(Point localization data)
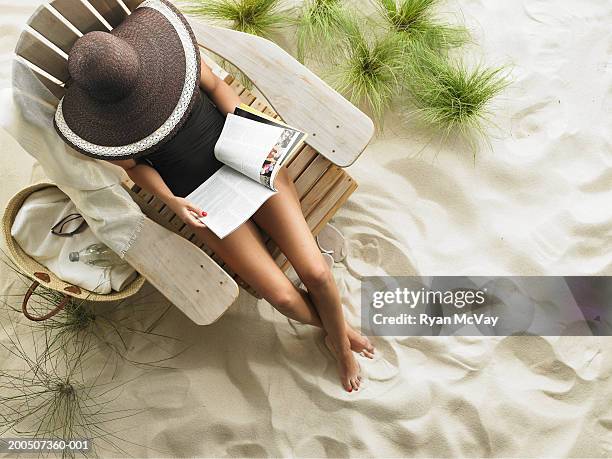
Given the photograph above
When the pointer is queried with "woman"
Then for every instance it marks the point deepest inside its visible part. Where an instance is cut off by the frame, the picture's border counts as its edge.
(140, 98)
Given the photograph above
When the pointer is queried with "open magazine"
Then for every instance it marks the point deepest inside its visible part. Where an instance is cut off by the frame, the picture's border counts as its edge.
(253, 148)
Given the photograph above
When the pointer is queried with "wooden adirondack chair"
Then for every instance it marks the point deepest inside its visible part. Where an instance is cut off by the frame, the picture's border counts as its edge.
(197, 281)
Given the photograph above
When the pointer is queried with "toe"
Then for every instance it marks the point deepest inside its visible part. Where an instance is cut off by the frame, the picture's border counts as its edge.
(368, 354)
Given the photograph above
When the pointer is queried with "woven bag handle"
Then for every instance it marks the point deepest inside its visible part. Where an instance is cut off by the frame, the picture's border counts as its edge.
(54, 311)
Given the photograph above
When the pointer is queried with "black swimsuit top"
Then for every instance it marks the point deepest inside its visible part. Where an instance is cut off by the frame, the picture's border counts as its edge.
(187, 160)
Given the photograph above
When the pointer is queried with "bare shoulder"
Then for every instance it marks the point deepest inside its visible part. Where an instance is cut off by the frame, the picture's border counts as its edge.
(125, 163)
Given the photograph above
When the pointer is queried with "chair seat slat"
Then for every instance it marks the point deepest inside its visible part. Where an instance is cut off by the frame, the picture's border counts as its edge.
(78, 15)
(38, 53)
(110, 10)
(53, 29)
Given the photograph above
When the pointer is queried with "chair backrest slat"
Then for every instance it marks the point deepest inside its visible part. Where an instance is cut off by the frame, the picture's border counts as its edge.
(38, 53)
(110, 10)
(53, 29)
(79, 15)
(132, 4)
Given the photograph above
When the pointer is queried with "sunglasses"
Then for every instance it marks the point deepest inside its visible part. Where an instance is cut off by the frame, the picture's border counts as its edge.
(69, 225)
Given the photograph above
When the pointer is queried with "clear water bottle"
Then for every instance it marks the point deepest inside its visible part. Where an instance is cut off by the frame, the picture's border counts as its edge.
(97, 255)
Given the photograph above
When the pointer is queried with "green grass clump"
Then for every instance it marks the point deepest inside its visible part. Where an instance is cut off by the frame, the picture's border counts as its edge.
(415, 21)
(257, 17)
(318, 26)
(369, 70)
(451, 97)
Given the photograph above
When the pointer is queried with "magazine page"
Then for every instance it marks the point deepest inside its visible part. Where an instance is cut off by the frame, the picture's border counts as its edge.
(229, 198)
(245, 145)
(279, 154)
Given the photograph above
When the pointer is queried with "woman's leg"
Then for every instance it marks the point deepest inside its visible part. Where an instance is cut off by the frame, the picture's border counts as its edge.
(245, 253)
(281, 217)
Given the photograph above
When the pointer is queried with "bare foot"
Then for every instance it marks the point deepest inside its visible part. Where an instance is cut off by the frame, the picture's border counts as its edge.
(359, 343)
(348, 368)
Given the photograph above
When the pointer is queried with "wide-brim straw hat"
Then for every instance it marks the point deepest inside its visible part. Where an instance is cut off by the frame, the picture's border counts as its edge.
(132, 89)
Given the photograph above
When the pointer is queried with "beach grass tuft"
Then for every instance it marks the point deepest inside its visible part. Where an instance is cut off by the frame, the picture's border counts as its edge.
(449, 95)
(369, 70)
(319, 25)
(257, 17)
(416, 21)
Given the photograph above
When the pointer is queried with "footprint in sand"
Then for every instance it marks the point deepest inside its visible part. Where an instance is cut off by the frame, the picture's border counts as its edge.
(545, 117)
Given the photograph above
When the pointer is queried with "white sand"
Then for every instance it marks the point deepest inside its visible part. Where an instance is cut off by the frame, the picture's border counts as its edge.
(538, 203)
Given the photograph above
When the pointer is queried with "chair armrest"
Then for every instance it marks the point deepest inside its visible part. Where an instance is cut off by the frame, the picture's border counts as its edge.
(336, 128)
(185, 275)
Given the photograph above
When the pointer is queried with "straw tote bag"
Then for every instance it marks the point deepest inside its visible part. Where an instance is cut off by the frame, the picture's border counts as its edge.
(41, 275)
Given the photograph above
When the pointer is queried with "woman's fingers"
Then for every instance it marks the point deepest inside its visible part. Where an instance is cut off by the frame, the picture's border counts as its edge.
(196, 209)
(194, 219)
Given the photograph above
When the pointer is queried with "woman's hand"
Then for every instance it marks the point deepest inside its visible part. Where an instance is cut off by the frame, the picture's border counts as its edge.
(187, 212)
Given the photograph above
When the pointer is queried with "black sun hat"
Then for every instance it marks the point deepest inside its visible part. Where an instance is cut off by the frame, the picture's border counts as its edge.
(132, 89)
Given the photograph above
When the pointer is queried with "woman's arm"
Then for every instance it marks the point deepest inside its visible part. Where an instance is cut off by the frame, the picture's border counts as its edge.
(218, 90)
(149, 180)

» What you are asked to do:
Counting only lines that contain the word "grass", state how many appear in the entries, and add nothing.

» Exercise answer:
2